======== GIVEN DATA ========
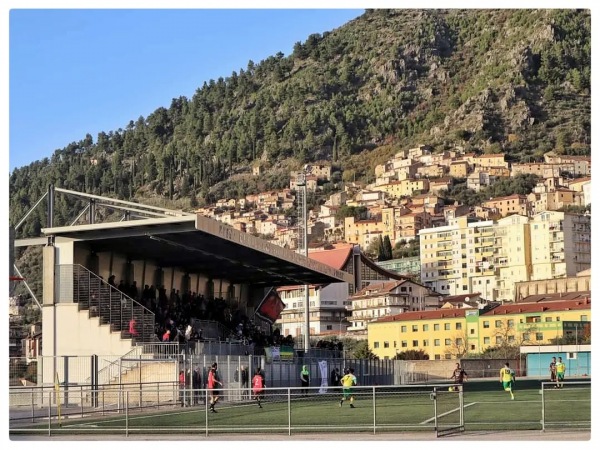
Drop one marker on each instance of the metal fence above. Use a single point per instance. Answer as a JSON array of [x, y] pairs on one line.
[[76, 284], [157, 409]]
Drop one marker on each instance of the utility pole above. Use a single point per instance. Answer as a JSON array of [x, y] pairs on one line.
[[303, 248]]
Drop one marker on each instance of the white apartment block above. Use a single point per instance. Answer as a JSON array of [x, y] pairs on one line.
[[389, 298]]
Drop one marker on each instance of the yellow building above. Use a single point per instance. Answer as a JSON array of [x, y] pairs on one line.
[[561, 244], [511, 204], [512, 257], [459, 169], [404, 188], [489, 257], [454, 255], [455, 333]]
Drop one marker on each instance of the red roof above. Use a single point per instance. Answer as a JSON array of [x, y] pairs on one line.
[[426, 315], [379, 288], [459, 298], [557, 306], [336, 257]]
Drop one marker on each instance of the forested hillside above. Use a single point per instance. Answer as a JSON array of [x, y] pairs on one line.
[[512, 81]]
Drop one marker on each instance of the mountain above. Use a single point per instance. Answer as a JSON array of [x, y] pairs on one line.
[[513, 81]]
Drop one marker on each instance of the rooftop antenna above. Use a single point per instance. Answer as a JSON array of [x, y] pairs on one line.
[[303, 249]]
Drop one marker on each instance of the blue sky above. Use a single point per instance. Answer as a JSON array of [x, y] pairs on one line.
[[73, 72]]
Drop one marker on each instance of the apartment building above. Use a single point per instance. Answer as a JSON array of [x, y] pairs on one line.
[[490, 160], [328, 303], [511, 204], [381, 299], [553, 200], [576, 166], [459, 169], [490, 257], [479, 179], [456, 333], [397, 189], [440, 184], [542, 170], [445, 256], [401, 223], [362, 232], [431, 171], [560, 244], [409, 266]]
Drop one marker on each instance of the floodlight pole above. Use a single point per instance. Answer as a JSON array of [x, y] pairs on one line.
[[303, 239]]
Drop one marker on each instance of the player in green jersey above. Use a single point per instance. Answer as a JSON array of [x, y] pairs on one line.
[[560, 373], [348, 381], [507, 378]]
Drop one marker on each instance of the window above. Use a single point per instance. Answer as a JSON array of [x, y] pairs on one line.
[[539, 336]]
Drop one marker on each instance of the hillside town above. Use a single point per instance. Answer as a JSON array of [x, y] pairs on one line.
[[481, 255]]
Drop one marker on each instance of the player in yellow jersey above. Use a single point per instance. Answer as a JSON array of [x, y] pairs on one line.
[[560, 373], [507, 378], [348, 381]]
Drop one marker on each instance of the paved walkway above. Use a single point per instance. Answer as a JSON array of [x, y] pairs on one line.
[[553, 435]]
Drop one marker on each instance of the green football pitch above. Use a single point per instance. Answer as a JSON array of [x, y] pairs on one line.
========
▶ [EXERCISE AIM] The records above are to be transcribed in full, with images omitted.

▶ [COMPLETED TASK]
Drop one marker on each instance of the metal fence above. Use a single point per instance. Answer as a JSON array of [x, y] pairs on one line.
[[76, 284], [157, 409]]
Drop one marker on each instance of the utility pole above. Use a single point per instance. Answer as a JSON array of [x, y] pairs on one line.
[[303, 248]]
Drop one marker on each instance of the white apartment block above. Use a single point per instance. Answer as a JSON array of [x, y] pairs on one line.
[[389, 298]]
Drop one marker on each instance of the yellow building above. Use a single point per instance. Answer as a JSON array of [x, y] pairs on one line.
[[561, 244], [511, 204], [512, 257], [459, 169], [404, 188], [489, 257], [454, 255], [455, 333]]
Drop one marker on each instance of the red roof above. Use a single point per instance. Answer as a JSON array of [x, y] pairs on one line.
[[426, 315], [379, 288], [459, 298], [557, 306], [336, 257]]
Drop one marker on each instance of the forested hillside above. Use a single point per instance. Answer as a JSON array of [x, y] pairs on one line.
[[512, 81]]
Drop one marker on each instance of the mountain above. Use a single point per instance. Answer as a JSON array of [x, y] pairs on one line.
[[513, 81]]
Drop one marker on each instance of the rooftop antenna above. Use a single point per instance. Answer as a JSON array of [x, y] pairs on one line.
[[303, 249]]
Drop one marker on each instance of the blue sky above. Use a single point per instance. Answer as a JSON array of [x, y] pairs on one line.
[[73, 72]]
Drop one marker on each instance of the apartment building above. Use a single point per instance. Answer as a JSON array of [x, y] pairs on one line.
[[490, 160], [328, 303], [511, 204], [381, 299], [553, 200], [576, 166], [459, 169], [490, 257], [479, 179], [456, 333], [397, 189], [440, 184], [542, 170], [445, 256], [401, 223], [362, 232], [431, 171], [560, 244], [409, 266]]
Drop one marker on each instance of the floodlight pole above. Use a single point per instance. Answer as a JSON array of [x, y] pairs on one line.
[[303, 239]]
Drop one marker on each instance of the player in green jersey above. Use a single point per instance. Answer as a JSON array of [x, y] pairs on one line.
[[560, 373], [348, 381], [507, 378]]
Drop one marker on each instance of the window above. Use a single point per instance. Answer as a JSON array of [x, y] pairs on one line.
[[539, 336]]
Drop one marker on each instance of the hillside town above. Use a single point per instance. Answer as a JSON array of [x, y] pairs on one line.
[[481, 255]]
Drop one marker on each instance of the player in yellow jersey above. Use a single point per instance. Answer as a JSON array of [x, y] pairs on one line.
[[560, 373], [507, 378], [348, 381]]
Drop one marker on each instance of the paved walkway above. Use a single point per instance. Answer as a JSON array of [x, y] pairs on one line.
[[553, 435]]
Drop one marker on each instance of the green football pitch above. Use a single point per instance. Answer as a JSON array of [x, y] pairs on one line.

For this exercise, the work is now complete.